§ **Objectif a**: Repérez dans les enregistrements chaque ligne contenant la chaîne « walkway » et recopiez ces lignes en respectant la casse.

§ **Texte extrait**:
== == ==

Véhicules particuliers : développer les véhicules électriques à autonomie moyenne

Les véhicules particuliers constituent un axe majeur de la mobilité routière, puisque la vaste majorité de la population française y a recours. Pour cette raison, les évolutions réglementaires qui lui sont liées sont politiquement et socialement très sensibles. Il est pourtant essentiel d’identifier des solutions permettant une réduction significative des émissions de gaz à effet de serre par ces véhicules. C’est ce à quoi nous nous attachons dans ce chapitre.

Nous décrivons d’abord les mécanismes incitatifs existants pour orienter l’achat vers les voitures électriques. Nous proposons ensuite une série de leviers pouvant permettre de développer rapidement un parc de véhicules électriques à batterie d’autonomie limitée. Nous abordons enfin la question des longs trajets occasionnels.

Les mécanismes incitatifs existants

Cadre réglementaire européen (CAFE)

La réglementation européenne Corporate Average Fuel Economy (dite CAFE) a été votée en 2014, pour fixer une trajectoire de baisse d’émissions de CO2 des véhicules particuliers commercialisés en Europe (d’abord 95 g de CO2 par km pour 2021, puis 81 g/km en 2025 et 59 g/km en 2030, soit respectivement − 15 % et − 37,5 % par rapport à 2021, voir Figure 22). Ces objectifs constituent des contraintes de plus en plus fortes pour les constructeurs, puisqu’ils devront payer d’importantes pénalités en cas de dépassement.

Figure 22 – Objectifs de la réglementation CAFE pour les émissions de CO2 des véhicules particuliers

Source : PFA

À compter de 2020, l’objectif d’émissions est de 95 g de CO2 par km pour la moyenne des véhicules vendus, et il est assorti d’une amende de 95 € par gramme de CO2 excédentaire et par véhicule. Si un constructeur vend par exemple un million de véhicules qui émettent en moyenne 100 grammes de CO2 par km, il devra payer une amende de 95 × (100 − 95) = 475 millions d’euros.

Pour aider les constructeurs à atteindre ces objectifs, il existe néanmoins la possibilité de constituer des pools (mise en commun des immatriculations) et une certaine progressivité59 :

• En 2020, les constructeurs peuvent se contenter d’appliquer cette règle à 95 % de leurs ventes, et les véhicules peu émetteurs (50 g de CO2/km) comptent pour 2 dans le calcul de l’émission moyenne.

== == ==

Extraits d'un jeu de données de pointage
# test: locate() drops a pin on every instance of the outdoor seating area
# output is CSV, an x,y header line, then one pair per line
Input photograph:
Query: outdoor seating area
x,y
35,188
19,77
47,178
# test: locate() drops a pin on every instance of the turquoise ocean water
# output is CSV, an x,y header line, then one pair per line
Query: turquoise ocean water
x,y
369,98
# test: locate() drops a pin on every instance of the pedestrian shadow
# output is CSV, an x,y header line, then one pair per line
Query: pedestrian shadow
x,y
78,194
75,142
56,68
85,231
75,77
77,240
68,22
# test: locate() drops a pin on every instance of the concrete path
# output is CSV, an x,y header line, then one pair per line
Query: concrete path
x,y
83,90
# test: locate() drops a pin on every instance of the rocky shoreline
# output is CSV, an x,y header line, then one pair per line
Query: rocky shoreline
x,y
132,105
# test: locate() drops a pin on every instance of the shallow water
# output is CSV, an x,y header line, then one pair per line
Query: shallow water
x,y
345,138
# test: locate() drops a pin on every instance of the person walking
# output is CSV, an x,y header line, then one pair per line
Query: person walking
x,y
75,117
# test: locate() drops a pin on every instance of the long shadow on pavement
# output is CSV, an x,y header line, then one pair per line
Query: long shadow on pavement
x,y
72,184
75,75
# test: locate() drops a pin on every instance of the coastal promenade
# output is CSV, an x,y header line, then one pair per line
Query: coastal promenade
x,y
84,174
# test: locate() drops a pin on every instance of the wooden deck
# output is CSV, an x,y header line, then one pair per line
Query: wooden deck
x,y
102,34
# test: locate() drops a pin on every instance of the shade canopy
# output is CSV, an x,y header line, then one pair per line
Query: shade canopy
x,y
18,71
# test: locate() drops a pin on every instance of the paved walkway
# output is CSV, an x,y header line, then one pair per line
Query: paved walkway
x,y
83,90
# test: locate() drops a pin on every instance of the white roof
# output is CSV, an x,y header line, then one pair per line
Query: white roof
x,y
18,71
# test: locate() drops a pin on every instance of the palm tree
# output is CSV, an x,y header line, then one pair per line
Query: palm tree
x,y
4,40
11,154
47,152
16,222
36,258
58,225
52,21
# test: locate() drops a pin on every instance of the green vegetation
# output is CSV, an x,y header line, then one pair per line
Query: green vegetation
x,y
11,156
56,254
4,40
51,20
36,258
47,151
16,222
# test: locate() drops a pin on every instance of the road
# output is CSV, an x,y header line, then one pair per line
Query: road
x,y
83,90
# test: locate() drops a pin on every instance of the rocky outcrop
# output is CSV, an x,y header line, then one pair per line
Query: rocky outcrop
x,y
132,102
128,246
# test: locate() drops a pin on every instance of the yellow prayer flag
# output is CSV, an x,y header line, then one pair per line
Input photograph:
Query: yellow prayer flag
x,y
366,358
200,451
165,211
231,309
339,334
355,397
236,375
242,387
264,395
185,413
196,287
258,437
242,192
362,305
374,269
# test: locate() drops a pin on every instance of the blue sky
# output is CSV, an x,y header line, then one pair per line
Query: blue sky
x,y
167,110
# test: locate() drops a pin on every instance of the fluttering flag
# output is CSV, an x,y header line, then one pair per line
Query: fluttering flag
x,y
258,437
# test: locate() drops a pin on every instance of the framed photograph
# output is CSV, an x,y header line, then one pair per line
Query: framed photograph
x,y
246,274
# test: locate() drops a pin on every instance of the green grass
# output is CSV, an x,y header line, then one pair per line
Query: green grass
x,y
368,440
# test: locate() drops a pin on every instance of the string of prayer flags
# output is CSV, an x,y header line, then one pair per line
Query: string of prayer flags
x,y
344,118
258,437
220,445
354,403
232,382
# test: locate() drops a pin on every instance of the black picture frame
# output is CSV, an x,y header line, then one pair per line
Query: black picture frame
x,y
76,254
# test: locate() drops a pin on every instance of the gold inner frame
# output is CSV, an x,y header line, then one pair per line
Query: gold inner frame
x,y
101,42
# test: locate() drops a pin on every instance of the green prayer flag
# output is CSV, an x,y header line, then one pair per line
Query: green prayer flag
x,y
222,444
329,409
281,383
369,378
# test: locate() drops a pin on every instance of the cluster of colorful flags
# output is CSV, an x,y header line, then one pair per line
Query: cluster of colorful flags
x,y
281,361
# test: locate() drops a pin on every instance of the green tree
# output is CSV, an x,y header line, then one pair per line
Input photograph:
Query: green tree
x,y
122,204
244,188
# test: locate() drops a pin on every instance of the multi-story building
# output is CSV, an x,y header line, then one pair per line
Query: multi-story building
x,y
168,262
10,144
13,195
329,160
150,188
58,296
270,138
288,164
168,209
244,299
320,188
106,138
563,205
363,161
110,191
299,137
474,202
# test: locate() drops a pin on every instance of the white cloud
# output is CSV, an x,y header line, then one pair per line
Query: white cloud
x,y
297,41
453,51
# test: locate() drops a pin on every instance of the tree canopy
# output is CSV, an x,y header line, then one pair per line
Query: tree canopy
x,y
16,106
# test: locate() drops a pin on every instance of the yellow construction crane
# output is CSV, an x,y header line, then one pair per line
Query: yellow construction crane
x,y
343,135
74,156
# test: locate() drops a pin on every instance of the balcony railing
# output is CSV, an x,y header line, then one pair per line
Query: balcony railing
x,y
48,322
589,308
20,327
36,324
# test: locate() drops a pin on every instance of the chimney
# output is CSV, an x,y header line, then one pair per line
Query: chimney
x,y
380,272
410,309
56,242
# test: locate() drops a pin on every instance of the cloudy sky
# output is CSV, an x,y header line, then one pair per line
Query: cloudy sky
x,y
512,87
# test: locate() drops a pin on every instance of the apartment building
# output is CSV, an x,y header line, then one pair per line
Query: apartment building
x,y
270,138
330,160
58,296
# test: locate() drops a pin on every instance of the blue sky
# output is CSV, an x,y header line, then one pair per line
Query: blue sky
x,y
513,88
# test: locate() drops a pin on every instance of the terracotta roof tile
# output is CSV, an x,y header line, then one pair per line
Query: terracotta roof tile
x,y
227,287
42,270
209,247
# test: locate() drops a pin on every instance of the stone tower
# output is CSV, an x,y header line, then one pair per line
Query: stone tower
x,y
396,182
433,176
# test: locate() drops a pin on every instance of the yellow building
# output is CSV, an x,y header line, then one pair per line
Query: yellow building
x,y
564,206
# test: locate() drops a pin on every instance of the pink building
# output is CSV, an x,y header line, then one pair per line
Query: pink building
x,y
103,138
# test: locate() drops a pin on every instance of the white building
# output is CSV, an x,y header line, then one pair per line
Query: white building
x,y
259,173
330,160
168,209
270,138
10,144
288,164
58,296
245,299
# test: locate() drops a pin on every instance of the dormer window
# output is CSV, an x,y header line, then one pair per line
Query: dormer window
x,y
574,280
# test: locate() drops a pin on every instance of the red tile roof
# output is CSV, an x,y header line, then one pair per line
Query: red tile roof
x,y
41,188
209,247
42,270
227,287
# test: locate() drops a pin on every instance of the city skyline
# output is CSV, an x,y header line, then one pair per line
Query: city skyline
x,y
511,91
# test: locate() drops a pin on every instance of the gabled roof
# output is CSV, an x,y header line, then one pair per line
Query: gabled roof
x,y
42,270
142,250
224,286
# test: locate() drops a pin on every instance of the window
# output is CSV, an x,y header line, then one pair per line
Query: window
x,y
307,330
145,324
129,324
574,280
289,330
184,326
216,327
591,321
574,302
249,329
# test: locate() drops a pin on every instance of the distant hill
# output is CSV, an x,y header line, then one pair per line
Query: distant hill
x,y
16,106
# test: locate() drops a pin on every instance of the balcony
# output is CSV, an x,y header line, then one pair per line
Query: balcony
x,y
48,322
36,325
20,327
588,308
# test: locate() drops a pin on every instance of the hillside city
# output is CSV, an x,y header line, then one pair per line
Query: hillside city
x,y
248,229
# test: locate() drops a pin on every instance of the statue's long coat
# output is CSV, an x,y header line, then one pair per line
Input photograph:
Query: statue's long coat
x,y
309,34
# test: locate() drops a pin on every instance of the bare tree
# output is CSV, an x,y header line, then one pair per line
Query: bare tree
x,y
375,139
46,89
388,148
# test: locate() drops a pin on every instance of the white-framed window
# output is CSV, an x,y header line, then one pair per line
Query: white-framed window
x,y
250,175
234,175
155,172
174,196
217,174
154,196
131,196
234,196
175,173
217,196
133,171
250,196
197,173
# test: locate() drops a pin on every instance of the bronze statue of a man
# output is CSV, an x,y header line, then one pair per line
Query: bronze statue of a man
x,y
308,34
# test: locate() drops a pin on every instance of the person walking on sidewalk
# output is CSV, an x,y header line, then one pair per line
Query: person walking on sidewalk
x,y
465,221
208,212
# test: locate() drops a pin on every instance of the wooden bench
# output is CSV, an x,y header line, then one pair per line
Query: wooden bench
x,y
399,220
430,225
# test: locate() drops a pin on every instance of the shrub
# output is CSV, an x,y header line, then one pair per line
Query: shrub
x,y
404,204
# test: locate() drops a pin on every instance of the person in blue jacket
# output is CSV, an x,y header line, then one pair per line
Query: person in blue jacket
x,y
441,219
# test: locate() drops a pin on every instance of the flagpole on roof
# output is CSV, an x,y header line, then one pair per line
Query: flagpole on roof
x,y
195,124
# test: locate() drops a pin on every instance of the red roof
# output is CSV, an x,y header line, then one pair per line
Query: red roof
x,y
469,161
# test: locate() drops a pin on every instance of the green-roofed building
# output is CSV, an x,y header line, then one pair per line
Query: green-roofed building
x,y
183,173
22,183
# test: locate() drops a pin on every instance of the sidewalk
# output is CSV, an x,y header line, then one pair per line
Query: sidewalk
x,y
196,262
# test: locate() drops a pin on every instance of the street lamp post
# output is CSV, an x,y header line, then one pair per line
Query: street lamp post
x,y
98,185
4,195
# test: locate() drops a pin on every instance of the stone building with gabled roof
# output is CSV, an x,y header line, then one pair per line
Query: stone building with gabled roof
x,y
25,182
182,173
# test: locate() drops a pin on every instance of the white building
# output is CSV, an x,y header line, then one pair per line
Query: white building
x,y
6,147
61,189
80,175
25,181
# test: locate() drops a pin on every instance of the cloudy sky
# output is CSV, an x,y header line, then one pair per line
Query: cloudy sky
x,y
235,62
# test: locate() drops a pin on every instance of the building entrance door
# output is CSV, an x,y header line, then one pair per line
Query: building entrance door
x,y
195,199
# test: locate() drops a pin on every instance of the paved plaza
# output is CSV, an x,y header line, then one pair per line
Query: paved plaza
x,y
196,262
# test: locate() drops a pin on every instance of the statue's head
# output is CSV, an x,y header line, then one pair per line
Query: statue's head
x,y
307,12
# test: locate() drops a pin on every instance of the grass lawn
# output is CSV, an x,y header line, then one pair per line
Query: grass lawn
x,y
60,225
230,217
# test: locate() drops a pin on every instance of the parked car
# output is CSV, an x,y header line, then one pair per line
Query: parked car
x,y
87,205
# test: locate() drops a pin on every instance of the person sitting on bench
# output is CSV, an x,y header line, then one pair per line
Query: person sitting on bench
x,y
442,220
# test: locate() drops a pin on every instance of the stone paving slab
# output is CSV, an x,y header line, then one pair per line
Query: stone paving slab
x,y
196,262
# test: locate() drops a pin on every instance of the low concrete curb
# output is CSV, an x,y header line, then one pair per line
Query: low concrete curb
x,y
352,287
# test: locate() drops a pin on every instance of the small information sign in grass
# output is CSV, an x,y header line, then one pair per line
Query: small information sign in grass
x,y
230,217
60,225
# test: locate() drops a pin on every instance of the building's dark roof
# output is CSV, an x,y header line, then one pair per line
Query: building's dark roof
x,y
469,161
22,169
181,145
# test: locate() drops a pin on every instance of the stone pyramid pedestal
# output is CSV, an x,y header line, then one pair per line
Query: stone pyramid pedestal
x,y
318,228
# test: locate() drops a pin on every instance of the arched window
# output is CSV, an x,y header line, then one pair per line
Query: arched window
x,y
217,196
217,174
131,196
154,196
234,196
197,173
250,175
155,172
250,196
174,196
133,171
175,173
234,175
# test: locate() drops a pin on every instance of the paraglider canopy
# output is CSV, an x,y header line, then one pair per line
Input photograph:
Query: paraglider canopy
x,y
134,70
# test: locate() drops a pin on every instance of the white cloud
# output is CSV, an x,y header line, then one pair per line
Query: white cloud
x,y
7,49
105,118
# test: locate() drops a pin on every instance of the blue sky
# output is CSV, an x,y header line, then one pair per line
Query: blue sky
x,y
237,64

== == ==

§ **Objectif b**: Traduisez en anglais la phrase suivante du texte sur les véhicules particuliers : « Nous abordons enfin la question des longs trajets occasionnels. »

§ **Solution a**:
# test: locate() drops a pin on every instance of the paved walkway
Query: paved walkway

§ **Solution b**: Finally, we address the issue of occasional long journeys.